Ancient Protein Preservation from dinosaur bone

A team of researchers from North Carolina State University and the Palo Alto Research Center (PARC) has found more evidence for the preservation of ancient dinosaur proteins, including reactivity to antibodies that target specific proteins normally found in bone cells of vertebrates. These results further rule out sample contamination, and help solidify the case for preservation of cells — and possibly DNA — in ancient remains.

Ancient Protein Preservation

Ancient Protein Preservation

Dr. Mary Schweitzer, professor of marine, earth and atmospheric sciences with a joint appointment at the North Carolina Museum of Natural Sciences, first discovered what appeared to be preserved soft tissue in a 67-million-year-oldTyrannosaurus Rex in 2005. Subsequent research revealed similar preservation in an even older (about 80-million-year-old)Brachylophosaurus canadensis. In 2007 and again in 2009, Schweitzer and colleagues used chemical and molecular analyses to confirm that the fibrous material collected from the specimens was collagen.

Schweitzer’s next step was to find out if the star-shaped cellular structures within the fibrous matrix were osteocytes, or bone cells. Using techniques including microscopy, histochemistry and mass spectrometry, Schweitzer demonstrates that these cellular structures react to specific antibodies, including one — a protein known as PHEX — that is found in the osteocytes of living birds. The findings appear online in Bone and were presented last week at the annual meeting of the Society of Vertebrate Paleontology.

“The PHEX finding is important because it helps to rule out sample contamination,” Schweitzer says. “Some of the antibodies that we used will react to proteins found in other vertebrate cells, but none of the antibodies react to microbes, which supports our theory that these structures are surviving osteocytes. Additionally, the antibody to PHEX will only recognize and bind to one specific site only found in mature bone cells from birds. These antibodies don’t react to other proteins or cells. Because so many other lines of evidence support the dinosaur/bird relationship, finding these proteins helps make the case that these structures are dinosaurian in origin.”
..............................
> _Action item 1_
According to the article on dinosaur protein preservation, why is the PHEX finding important? Answer in one to three sentences.
> _Action item 2_
Continue the article on dinosaur protein preservation from its final sentence.
The entries that come next are separate material and not part of the article on dinosaur protein preservation.

Stored data entries
..............................
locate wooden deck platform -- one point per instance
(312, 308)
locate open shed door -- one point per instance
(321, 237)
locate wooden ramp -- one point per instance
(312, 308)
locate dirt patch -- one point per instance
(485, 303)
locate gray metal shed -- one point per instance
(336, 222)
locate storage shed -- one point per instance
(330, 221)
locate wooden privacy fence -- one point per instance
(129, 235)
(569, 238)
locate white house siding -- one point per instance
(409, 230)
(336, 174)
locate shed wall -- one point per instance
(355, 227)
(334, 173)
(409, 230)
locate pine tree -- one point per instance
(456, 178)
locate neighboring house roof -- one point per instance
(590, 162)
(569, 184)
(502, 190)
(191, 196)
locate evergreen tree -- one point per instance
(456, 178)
..............................
> _Expected answer 1_
The PHEX finding helps rule out sample contamination. The antibody to PHEX binds only to one specific site found in mature bird bone cells and does not react to other proteins, cells or microbes. Because much other evidence supports the dinosaur/bird relationship, this reaction supports the view that the structures are dinosaurian in origin.

> _Expected answer 2_
Schweitzer and her team also tested for the presence of DNA within the cellular structures, using an antibody that only binds to the “backbone” of DNA. The antibody reacted to small amounts of material within the “cells” of both the T. rex and the B. canadensis. To rule out the presence of microbes, they used an antibody that binds histone proteins, which bind tightly to the DNA of everything except microbes, and got another positive result. They then ran two other histochemical stains which fluoresce when they attach to DNA molecules. Those tests were also positive. These data strongly suggest that the DNA is original, but without sequence data, it is impossible to confirm that the DNA is dinosaurian.

“The data thus far seem to support the theory that these structures can be preserved over time,” Schweitzer says. “Hopefully these findings will give us greater insight into the processes of evolutionary change.”

Dr. Marshall Bern, from PARC, performed the mass spectrometry. Former NC State doctoral student Timothy Cleland and research assistant Wenxia Zheng also contributed to the work, which was funded by grants from the National Science Foundation and the David and Lucile Packard Foundation.